DOCUMENT TEXT
Imagine a World Where Science Education is FUN – BIMS spotlight on Howard Forbes Jr.

This year, the ICB blog and BIMS, Black in Marine Science, will be collaborating to highlight scientists from the BIMS organization. We hope this collaboration will further foster connecting a phenomenal network of colleagues in marine bio and inform our readers about BIMS research as well as their continued work to not only create a network but also a safe space for their members.

This week , Howard Forbes Jr., MSc. , Director of Virgin Islands Marine Advisory Service at the University of the Virgin Islands, details a bit about his work and helps us to imagine a world where science education is fun.

Howard’s post:

Growing up in the United States Virgin Islands (USVI), it is indeed odd that I never thought that a career in the marine sciences was attainable for someone like me. My family and I enjoyed time at the beach and although food was usually the highlight of these gatherings, I always looked forward to swimming in the big blue. While the ocean certainly piqued my curiosity, the connection between doing what I loved and my professional career wasn’t obvious. Career pathways in the geosciences (which includes marine science), were not among the more popular careers promoted at school. As far as I can remember, I’ve always had a love for the ocean; however, this love did not develop solely through my academic endeavors. Inside a “traditional classroom”, I learned how to think like a marine scientist; but it was outside of those four walls that I truly felt and saw myself as a marine scientist. Being able to observe Caribbean flora and fauna in their natural habitats and not only as a photograph inside a textbook allowed me to develop a stronger connection to the field. Informal STEM education has played an instrumental role in defining the marine scientist that I am today.

PROBLEM
According to the BIMS spotlight post, what position does Howard Forbes Jr. hold? The data after this point come from a separate, unrelated source.

DATA SHOWN
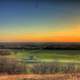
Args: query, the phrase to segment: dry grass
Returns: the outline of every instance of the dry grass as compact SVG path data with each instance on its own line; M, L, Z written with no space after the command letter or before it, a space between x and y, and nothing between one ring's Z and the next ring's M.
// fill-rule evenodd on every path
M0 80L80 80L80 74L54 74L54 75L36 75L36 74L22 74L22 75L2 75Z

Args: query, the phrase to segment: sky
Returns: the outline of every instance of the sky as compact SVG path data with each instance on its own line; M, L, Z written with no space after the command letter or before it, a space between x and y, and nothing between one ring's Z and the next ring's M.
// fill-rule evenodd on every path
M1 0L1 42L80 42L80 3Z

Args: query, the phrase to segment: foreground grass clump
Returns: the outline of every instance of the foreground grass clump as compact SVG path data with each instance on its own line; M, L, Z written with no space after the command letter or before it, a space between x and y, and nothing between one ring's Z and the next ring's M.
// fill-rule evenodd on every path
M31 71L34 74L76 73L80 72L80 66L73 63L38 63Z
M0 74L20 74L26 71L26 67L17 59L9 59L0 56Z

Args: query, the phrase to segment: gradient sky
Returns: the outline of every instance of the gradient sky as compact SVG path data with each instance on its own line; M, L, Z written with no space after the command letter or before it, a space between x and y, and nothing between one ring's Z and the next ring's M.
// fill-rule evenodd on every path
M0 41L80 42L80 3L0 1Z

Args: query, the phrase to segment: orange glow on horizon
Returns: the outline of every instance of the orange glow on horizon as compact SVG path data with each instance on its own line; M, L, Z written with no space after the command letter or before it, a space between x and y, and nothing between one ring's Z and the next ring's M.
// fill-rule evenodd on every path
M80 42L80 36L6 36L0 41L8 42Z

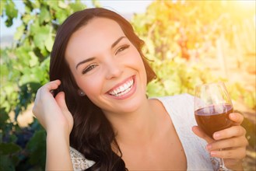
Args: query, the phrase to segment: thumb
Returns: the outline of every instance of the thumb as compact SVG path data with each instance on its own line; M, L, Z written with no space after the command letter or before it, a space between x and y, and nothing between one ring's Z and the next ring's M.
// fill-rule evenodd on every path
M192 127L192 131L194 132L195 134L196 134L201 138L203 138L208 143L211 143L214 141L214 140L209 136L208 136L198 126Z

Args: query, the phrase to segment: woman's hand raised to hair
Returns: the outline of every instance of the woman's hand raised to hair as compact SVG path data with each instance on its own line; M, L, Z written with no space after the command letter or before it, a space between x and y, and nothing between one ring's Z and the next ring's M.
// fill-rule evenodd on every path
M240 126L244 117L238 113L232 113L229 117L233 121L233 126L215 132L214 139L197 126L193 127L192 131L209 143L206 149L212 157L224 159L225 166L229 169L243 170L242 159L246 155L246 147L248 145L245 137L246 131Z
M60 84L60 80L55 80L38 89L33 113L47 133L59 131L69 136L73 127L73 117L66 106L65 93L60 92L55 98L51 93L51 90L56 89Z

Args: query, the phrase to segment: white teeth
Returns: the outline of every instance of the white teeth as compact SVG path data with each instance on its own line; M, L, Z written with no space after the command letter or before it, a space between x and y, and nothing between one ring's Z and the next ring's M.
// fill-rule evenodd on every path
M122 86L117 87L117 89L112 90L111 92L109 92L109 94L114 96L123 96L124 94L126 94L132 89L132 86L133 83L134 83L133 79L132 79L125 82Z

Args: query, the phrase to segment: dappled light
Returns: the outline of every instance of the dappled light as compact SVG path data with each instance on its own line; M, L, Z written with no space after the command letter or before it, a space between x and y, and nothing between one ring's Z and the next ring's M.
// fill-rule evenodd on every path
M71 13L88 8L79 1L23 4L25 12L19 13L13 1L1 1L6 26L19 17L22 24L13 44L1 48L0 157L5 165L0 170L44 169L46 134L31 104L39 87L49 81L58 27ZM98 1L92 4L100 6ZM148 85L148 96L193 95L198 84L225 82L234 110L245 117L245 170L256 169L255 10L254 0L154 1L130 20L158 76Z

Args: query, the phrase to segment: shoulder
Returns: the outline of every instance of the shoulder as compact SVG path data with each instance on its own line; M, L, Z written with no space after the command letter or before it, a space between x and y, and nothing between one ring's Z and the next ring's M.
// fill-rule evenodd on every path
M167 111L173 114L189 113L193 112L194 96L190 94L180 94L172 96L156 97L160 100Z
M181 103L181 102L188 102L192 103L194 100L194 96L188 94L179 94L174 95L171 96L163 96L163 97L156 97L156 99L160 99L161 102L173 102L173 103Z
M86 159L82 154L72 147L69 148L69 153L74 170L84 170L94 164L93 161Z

CORRECT ANSWER
He is Director of Virgin Islands Marine Advisory Service at the University of the Virgin Islands.